:: Task goal ::
Please copy the listing below word for word, keeping every line in its original order.

:: Dataset content ::
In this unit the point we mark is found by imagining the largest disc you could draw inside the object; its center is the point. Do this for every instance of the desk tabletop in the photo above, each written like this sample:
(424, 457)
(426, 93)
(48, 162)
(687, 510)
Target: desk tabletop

:: Response to the task ::
In this unit the point we mark is found by imagining the largest disc you could draw inside the object; its center is the point. Do this for every instance of the desk tabletop in the photo above, each written like this sample:
(424, 457)
(426, 93)
(48, 162)
(687, 510)
Target: desk tabletop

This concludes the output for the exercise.